#12, July 2005
"I, forest" second try.
Old men in dawn woods.
|
July 23, 2005. Lac Ouaureau, early morning.
#12, July 2005.
Just start, don’t think about it (it = anything) and
especially don’t think about that (death) because you won’t like what you
think.
What there is on the studio table—no matter what else
there is—is tea leaves left in the bottom of the cup.
That is, odd marks
of no meaning but what you imagine that day,
[Early morning sunlight flickers into the studio
through the trees. It shines on the paper under my hand as I write—make
light.]
When I rose this morning at seven, walked nude out
onto the deck hanging among the trees over the lake--strong winds, sun in the tree tops.
Let the forest in. (Let! how could you stop it?)
Old men in dawn woods.
July 23, 2005. Lac Ouaureau, late night.
So there it is, #12, a nice little painting. And
what more could you expect?

:::

[GIVEN INSTRUCTION A] Find each line of the records that contains the word "chair" and copy those lines.
The journal entry has no connection to the records.

[Records from a point-labeling set]
:::

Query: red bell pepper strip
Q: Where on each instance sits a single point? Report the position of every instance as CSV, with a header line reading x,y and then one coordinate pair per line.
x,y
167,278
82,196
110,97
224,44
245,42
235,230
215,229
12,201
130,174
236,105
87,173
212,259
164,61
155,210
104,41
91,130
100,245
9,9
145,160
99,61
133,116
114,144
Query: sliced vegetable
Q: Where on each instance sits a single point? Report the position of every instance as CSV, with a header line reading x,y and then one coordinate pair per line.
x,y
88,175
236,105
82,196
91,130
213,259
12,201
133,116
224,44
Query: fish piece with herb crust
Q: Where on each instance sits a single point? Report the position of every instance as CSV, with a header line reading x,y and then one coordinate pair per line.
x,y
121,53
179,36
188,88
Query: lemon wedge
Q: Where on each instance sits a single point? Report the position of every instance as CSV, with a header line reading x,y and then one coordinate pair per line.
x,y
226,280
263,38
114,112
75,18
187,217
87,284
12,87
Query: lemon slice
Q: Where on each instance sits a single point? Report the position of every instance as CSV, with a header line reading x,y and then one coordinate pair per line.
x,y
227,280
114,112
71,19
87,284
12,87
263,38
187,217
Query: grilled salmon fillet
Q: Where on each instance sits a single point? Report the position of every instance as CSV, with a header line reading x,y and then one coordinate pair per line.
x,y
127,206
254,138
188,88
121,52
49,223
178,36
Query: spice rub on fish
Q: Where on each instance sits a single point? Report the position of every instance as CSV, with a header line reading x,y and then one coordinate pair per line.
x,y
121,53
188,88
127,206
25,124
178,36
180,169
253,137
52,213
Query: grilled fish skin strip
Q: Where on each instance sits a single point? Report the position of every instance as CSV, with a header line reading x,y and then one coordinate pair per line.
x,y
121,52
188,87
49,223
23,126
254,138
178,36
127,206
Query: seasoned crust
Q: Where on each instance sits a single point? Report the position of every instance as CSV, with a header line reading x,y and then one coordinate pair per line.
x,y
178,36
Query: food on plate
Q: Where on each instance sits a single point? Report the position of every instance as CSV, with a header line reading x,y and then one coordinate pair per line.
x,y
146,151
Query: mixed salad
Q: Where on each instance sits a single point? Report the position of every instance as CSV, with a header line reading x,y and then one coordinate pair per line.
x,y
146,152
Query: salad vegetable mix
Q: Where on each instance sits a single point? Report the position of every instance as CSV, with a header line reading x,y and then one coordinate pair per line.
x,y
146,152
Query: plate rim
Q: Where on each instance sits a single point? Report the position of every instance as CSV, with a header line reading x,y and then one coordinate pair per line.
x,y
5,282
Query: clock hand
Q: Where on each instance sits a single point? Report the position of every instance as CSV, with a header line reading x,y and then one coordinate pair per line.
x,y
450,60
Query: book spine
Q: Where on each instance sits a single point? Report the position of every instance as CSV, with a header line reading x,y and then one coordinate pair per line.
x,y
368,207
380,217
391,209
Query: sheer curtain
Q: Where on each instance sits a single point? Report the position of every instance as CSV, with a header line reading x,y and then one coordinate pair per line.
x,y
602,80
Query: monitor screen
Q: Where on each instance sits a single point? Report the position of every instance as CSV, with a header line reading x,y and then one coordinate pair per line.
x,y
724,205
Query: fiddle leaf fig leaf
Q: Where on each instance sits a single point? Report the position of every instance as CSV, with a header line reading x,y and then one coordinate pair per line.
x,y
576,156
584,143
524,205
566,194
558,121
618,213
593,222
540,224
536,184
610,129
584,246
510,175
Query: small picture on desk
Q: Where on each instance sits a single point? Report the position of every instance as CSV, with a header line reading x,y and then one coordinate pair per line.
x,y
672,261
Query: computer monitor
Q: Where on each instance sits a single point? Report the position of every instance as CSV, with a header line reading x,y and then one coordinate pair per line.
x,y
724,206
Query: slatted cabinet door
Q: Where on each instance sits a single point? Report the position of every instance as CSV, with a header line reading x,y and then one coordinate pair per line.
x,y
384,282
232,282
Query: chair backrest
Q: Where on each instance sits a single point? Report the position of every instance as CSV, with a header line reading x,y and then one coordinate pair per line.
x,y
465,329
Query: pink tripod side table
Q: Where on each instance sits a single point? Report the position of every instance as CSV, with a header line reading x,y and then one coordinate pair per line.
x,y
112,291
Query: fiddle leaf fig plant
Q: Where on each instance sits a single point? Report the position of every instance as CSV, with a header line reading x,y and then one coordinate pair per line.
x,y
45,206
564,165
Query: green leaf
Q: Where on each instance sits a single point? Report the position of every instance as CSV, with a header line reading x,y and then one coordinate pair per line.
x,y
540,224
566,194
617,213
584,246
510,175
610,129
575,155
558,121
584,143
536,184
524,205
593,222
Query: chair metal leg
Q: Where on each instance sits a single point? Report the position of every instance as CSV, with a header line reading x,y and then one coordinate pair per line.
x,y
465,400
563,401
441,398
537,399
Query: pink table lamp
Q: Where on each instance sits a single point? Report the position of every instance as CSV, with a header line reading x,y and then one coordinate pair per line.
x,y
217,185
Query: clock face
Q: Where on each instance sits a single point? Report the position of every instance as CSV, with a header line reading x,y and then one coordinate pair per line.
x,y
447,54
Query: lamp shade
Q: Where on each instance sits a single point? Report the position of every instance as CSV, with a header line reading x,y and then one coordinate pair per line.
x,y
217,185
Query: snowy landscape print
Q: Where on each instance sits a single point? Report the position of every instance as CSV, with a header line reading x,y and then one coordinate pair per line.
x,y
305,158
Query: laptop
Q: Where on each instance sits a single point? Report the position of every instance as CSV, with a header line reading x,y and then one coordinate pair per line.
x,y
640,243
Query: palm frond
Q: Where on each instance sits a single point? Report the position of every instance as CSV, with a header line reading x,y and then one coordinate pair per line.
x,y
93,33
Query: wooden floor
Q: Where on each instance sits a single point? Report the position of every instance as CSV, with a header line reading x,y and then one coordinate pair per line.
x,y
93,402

:::

[GIVEN INSTRUCTION B] Reproduce the full journal entry word for word.

[COMPLETE OUTPUT A]
Query: chair backrest
Query: chair metal leg

[COMPLETE OUTPUT B]
#12, July 2005
"I, forest" second try.
Old men in dawn woods.
|
July 23, 2005. Lac Ouaureau, early morning.
#12, July 2005.
Just start, don’t think about it (it = anything) and
especially don’t think about that (death) because you won’t like what you
think.
What there is on the studio table—no matter what else
there is—is tea leaves left in the bottom of the cup.
That is, odd marks
of no meaning but what you imagine that day,
[Early morning sunlight flickers into the studio
through the trees. It shines on the paper under my hand as I write—make
light.]
When I rose this morning at seven, walked nude out
onto the deck hanging among the trees over the lake--strong winds, sun in the tree tops.
Let the forest in. (Let! how could you stop it?)
Old men in dawn woods.
July 23, 2005. Lac Ouaureau, late night.
So there it is, #12, a nice little painting. And
what more could you expect?